Dataset entries:
-------------------------
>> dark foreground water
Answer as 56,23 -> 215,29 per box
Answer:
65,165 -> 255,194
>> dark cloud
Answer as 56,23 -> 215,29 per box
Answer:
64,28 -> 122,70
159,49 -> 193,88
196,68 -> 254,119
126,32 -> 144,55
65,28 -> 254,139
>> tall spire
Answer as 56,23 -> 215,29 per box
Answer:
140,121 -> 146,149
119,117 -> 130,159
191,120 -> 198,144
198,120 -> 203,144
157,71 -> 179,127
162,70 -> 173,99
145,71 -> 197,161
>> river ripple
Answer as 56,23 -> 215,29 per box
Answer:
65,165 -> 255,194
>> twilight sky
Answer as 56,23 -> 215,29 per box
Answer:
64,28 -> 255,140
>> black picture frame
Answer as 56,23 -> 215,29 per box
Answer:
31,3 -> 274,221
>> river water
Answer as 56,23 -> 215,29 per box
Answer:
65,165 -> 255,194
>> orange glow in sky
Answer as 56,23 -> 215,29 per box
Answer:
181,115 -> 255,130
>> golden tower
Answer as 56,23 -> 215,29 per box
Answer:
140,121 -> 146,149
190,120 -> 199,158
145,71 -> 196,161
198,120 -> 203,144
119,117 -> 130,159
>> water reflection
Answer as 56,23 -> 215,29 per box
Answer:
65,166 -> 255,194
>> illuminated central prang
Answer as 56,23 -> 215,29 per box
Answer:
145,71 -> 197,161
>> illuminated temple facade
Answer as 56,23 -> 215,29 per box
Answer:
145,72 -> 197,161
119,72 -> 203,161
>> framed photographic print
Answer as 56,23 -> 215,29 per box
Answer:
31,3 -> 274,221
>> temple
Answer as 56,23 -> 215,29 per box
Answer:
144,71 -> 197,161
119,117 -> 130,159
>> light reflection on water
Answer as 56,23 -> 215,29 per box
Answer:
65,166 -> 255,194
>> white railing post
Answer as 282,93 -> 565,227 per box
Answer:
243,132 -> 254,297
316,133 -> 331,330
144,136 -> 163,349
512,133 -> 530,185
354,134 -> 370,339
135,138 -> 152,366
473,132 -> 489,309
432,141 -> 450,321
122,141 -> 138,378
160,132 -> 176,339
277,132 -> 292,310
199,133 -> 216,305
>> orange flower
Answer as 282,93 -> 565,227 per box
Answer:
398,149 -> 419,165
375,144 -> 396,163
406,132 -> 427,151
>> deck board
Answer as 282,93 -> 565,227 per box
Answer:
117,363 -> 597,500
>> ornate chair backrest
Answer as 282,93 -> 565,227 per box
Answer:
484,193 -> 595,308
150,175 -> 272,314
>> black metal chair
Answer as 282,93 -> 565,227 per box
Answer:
-------------------------
Lay out all the lines above as a numbered list, skipping any blank lines.

• The response:
1. >> dark foreground water
2. Answer as 56,23 -> 215,29 per box
3. Answer:
4. 65,165 -> 255,194
5. >> dark cloud
6. Answer as 56,23 -> 215,29 per box
7. Answer:
8. 64,28 -> 122,70
9. 159,49 -> 193,88
10. 196,68 -> 254,119
11. 126,32 -> 144,55
12. 65,28 -> 254,139
13. >> tall spire
14. Answer as 56,23 -> 215,29 per box
15. Answer:
16. 140,121 -> 146,149
17. 119,117 -> 130,159
18. 191,120 -> 198,144
19. 198,120 -> 203,144
20. 157,71 -> 179,127
21. 162,70 -> 173,99
22. 145,71 -> 197,161
23. >> river ripple
24. Answer as 56,23 -> 215,29 per box
25. Answer:
26. 65,165 -> 255,194
27. >> twilight sky
28. Answer as 56,23 -> 215,29 per box
29. Answer:
30. 64,28 -> 255,140
31. >> black picture frame
32. Answer as 56,23 -> 215,29 per box
33. Answer:
34. 31,3 -> 274,221
35. >> river water
36. Answer as 56,23 -> 215,29 per box
37. Answer:
38. 65,165 -> 255,194
39. >> orange glow in sky
40. Answer as 56,23 -> 215,29 per box
41. Answer:
42. 181,115 -> 255,130
43. >> golden tower
44. Answer as 56,23 -> 215,29 per box
45. Answer:
46. 140,121 -> 146,149
47. 190,120 -> 199,158
48. 145,71 -> 196,161
49. 198,120 -> 203,144
50. 119,117 -> 130,159
51. >> water reflection
52. Answer as 56,23 -> 215,29 per box
53. Answer:
54. 65,166 -> 255,194
55. >> illuminated central prang
56. Answer as 56,23 -> 215,29 per box
57. Answer:
58. 145,71 -> 197,161
59. >> illuminated temple facade
60. Answer as 56,23 -> 215,29 per box
61. Answer:
62. 145,72 -> 197,161
63. 119,72 -> 203,161
64. >> framed photographic print
65. Answer as 56,23 -> 215,29 per box
66. Answer:
67. 31,3 -> 274,221
68. >> temple
69. Answer as 56,23 -> 215,29 per box
70. Answer:
71. 144,71 -> 197,161
72. 119,117 -> 130,159
73. >> light reflection on water
74. Answer as 56,23 -> 215,29 per box
75. Answer:
76. 65,166 -> 255,194
77. >> white railing post
78. Answer as 282,93 -> 565,227 per box
79. Answer:
80. 243,132 -> 254,297
81. 316,133 -> 331,330
82. 144,136 -> 163,349
83. 512,133 -> 530,185
84. 354,134 -> 370,339
85. 135,138 -> 152,366
86. 473,132 -> 489,309
87. 432,141 -> 450,321
88. 122,141 -> 138,378
89. 160,132 -> 176,339
90. 277,132 -> 292,310
91. 199,133 -> 216,305
92. >> orange flower
93. Answer as 282,93 -> 565,227 per box
94. Answer:
95. 398,149 -> 419,165
96. 375,144 -> 396,163
97. 406,132 -> 427,151
98. >> deck board
99. Answer as 282,93 -> 565,227 per box
100. Answer:
101. 117,363 -> 597,500
102. >> ornate chair backrest
103. Answer as 282,93 -> 565,227 per box
104. Answer:
105. 484,193 -> 595,308
106. 150,175 -> 272,314
107. >> black metal chair
108. Answer as 282,93 -> 565,227 per box
109. Answer:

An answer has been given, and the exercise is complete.